=== GOAL ===
In the records below, find the line containing "If you could mark the street"; copy exactly that line and all lines after it to the end, and nothing else.

-- Start of PROVIDED RECORDS --

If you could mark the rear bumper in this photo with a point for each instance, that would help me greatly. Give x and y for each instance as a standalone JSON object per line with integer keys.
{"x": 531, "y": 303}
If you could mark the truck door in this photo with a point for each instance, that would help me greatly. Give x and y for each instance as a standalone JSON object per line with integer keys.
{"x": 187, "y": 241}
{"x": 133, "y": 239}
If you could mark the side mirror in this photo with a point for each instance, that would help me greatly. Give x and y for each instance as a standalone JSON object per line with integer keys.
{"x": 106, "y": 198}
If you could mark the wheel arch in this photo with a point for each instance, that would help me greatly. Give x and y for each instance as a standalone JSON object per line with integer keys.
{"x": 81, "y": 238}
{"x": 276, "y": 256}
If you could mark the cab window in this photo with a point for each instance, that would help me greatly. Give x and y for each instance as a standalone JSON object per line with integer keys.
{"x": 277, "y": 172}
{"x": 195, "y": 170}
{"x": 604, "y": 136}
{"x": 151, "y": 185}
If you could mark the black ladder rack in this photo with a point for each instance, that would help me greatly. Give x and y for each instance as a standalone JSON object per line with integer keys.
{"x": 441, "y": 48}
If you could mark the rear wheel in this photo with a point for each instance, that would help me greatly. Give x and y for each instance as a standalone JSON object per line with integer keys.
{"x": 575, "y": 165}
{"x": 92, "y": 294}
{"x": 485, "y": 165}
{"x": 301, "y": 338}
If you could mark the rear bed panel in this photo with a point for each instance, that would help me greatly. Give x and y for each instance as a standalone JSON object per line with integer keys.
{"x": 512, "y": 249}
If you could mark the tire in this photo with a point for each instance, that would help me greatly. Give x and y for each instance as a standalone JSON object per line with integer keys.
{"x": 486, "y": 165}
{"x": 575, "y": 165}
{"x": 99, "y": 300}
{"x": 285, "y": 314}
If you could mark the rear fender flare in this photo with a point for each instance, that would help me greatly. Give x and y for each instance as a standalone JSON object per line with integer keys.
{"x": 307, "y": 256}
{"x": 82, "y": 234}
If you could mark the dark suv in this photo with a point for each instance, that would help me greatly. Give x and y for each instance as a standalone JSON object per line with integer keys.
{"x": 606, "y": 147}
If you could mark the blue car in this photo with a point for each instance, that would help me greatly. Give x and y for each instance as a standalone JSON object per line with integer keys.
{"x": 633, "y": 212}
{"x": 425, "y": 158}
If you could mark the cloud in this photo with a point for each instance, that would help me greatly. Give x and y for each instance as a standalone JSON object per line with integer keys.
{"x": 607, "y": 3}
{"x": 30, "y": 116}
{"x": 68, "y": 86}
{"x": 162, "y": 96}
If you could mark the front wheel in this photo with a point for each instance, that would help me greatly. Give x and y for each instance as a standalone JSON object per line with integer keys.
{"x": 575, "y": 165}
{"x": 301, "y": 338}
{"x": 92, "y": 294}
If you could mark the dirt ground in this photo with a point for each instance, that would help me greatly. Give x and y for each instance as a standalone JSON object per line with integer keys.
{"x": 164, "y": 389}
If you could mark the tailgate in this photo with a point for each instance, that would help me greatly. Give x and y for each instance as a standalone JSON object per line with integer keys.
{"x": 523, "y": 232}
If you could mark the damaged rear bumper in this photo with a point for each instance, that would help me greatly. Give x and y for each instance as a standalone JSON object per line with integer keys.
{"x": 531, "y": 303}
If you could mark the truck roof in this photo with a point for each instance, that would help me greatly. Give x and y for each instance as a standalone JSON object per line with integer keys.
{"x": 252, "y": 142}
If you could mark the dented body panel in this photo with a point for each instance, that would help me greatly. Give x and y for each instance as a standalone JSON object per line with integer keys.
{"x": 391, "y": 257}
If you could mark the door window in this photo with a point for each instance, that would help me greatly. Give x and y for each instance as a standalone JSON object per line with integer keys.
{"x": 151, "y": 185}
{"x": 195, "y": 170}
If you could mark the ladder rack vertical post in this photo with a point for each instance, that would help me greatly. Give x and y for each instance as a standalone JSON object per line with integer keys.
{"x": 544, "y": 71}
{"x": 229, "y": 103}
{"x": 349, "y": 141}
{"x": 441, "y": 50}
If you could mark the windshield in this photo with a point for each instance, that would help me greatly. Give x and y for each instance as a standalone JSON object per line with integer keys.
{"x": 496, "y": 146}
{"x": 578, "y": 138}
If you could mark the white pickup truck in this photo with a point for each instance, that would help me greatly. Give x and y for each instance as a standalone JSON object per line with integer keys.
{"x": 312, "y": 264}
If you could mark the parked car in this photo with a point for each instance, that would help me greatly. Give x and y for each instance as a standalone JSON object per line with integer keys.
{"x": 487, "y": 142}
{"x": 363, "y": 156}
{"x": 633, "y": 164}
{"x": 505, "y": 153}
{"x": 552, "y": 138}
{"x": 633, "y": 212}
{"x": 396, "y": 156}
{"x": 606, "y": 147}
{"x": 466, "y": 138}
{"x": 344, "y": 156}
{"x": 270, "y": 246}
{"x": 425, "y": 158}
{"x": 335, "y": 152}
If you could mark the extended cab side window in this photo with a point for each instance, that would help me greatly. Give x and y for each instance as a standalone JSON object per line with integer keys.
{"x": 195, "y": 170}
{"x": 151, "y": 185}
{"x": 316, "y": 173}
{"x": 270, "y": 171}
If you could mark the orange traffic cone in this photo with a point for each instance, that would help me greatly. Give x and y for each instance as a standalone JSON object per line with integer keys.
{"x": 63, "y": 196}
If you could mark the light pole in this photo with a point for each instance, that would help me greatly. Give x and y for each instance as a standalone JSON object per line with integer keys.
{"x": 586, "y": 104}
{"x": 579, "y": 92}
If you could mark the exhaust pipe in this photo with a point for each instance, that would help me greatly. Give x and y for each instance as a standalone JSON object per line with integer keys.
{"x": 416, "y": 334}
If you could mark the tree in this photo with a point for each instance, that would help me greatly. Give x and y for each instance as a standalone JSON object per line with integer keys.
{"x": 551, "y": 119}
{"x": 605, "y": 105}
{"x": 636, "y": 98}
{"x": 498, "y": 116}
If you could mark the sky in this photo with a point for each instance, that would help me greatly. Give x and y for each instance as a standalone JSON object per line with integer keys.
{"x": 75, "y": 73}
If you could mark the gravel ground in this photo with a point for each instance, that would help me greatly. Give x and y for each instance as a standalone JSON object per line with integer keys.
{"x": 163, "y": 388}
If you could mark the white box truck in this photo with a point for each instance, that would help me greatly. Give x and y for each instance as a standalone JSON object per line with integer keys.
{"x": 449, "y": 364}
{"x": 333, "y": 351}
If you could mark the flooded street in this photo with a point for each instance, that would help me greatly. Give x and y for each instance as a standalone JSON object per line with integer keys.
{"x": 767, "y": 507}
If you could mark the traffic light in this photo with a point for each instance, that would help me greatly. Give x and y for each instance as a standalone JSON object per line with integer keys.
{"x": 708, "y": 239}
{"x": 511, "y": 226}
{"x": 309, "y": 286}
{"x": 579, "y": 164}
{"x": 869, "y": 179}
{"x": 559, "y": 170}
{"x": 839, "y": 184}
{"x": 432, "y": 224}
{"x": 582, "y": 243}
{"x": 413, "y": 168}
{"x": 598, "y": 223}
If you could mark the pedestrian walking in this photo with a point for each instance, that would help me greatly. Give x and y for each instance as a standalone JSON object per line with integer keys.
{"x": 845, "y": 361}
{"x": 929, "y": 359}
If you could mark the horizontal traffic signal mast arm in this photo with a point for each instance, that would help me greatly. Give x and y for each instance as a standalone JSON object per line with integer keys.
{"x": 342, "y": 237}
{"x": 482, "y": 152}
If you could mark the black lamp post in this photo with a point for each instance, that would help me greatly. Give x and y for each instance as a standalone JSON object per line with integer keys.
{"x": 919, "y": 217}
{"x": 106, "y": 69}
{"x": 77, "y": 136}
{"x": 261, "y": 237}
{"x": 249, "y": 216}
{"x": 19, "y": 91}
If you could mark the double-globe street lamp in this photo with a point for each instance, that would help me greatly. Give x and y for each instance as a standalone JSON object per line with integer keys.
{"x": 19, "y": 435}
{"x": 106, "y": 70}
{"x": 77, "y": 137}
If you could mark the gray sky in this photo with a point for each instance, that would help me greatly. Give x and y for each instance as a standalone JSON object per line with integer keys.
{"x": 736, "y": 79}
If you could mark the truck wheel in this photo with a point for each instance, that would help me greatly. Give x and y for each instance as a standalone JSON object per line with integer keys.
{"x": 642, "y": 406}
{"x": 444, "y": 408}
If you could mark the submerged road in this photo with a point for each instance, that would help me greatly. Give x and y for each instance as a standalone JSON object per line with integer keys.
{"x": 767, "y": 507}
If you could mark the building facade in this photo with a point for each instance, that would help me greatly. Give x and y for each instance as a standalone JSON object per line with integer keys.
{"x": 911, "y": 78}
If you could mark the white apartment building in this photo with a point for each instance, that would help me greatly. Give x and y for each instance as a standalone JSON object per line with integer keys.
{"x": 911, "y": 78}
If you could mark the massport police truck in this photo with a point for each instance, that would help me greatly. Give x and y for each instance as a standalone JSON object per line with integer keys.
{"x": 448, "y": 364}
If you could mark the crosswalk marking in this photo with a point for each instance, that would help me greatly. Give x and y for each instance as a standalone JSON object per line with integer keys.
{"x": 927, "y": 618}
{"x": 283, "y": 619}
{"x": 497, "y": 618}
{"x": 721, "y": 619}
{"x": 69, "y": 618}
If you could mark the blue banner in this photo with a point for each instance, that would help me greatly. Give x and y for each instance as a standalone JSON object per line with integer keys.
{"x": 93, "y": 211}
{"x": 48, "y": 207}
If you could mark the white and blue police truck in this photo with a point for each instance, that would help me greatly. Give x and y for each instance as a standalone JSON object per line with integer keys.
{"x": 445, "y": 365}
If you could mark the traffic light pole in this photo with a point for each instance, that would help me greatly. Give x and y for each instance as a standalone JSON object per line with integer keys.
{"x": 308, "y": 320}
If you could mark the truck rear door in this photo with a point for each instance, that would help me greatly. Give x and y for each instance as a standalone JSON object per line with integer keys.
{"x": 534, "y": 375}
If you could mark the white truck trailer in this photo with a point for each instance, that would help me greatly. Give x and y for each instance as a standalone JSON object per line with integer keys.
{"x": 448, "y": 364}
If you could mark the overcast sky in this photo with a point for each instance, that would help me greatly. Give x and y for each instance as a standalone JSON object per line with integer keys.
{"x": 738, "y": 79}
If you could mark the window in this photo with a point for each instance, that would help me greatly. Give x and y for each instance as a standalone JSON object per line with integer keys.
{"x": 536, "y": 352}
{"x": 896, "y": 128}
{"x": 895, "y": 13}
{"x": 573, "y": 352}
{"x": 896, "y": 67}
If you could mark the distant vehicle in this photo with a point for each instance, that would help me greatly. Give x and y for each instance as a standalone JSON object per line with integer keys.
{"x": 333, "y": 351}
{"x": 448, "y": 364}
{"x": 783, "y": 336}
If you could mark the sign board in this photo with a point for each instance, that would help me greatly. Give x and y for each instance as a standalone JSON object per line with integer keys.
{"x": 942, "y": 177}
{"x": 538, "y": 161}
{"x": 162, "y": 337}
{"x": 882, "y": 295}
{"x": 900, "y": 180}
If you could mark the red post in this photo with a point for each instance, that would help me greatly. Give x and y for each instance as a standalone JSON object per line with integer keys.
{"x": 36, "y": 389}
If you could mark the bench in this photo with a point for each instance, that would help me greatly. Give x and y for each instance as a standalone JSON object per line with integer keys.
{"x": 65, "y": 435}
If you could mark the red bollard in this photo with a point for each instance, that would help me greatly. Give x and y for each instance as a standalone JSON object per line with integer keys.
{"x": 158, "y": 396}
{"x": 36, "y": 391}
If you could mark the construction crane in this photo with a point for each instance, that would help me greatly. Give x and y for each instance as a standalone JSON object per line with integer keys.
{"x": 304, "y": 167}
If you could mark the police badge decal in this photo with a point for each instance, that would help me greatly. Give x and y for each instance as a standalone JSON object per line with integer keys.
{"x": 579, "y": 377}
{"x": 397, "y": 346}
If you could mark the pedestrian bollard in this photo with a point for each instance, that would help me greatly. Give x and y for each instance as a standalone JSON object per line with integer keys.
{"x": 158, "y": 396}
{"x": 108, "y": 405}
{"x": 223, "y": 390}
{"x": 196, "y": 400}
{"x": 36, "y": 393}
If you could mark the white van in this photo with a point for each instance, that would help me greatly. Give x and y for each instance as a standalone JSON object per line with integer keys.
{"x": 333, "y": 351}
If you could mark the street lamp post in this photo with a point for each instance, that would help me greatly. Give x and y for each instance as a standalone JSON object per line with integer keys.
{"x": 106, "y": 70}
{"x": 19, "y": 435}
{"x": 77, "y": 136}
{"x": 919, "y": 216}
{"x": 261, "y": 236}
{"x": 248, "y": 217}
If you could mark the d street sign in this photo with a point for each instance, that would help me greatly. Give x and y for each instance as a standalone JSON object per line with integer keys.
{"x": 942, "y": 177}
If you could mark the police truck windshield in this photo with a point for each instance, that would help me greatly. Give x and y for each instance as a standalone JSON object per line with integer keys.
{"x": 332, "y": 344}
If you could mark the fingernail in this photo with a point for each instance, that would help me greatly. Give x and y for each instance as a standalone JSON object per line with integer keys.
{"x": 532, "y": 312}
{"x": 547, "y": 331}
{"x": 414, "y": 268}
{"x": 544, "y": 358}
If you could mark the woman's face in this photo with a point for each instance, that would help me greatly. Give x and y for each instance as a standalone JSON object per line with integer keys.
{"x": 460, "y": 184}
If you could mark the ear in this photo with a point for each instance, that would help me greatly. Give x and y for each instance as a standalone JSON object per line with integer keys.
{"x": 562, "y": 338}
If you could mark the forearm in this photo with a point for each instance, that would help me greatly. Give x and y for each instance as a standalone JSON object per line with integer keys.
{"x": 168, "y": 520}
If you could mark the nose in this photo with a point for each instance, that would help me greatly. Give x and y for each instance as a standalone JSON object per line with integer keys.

-- End of PROVIDED RECORDS --

=== RESPONSE BELOW ===
If you could mark the street lamp post in this photo with a point for each instance, that would help me greatly. Give x and y for each instance as a standalone JSON object per line with integer keys.
{"x": 106, "y": 70}
{"x": 19, "y": 435}
{"x": 77, "y": 136}
{"x": 919, "y": 216}
{"x": 261, "y": 236}
{"x": 248, "y": 217}
If you could mark the d street sign in this photo with a point for each instance, that would help me greatly. Give x and y for each instance as a standalone JSON object per line with integer keys.
{"x": 942, "y": 177}
If you could mark the police truck windshield in this photo with a point for each instance, that would help me greatly. Give x and y for each instance as a standalone JSON object per line with integer keys.
{"x": 332, "y": 344}
If you could mark the fingernail in this photo with a point for each instance, that would help me greatly. Give x and y for each instance as a standalone JSON object per line with integer keys.
{"x": 532, "y": 312}
{"x": 547, "y": 331}
{"x": 414, "y": 268}
{"x": 544, "y": 358}
If you could mark the woman's face in this photo with a point for each instance, that would help me greatly. Give x and y for each instance as a standalone JSON object per line with integer keys.
{"x": 460, "y": 184}
If you could mark the ear in this photo with a point for each instance, that would help me greatly. Give x and y for each instance as a standalone JSON object per line with integer keys.
{"x": 562, "y": 338}
If you could mark the forearm in this photo with a point for each instance, that would help me greatly. Give x and y for each instance as a standalone JSON object per line with integer keys.
{"x": 168, "y": 520}
If you could mark the nose in this photo with a point for each instance, that would help me greatly. Give x and y for each instance as a standalone JSON object per line with integer keys.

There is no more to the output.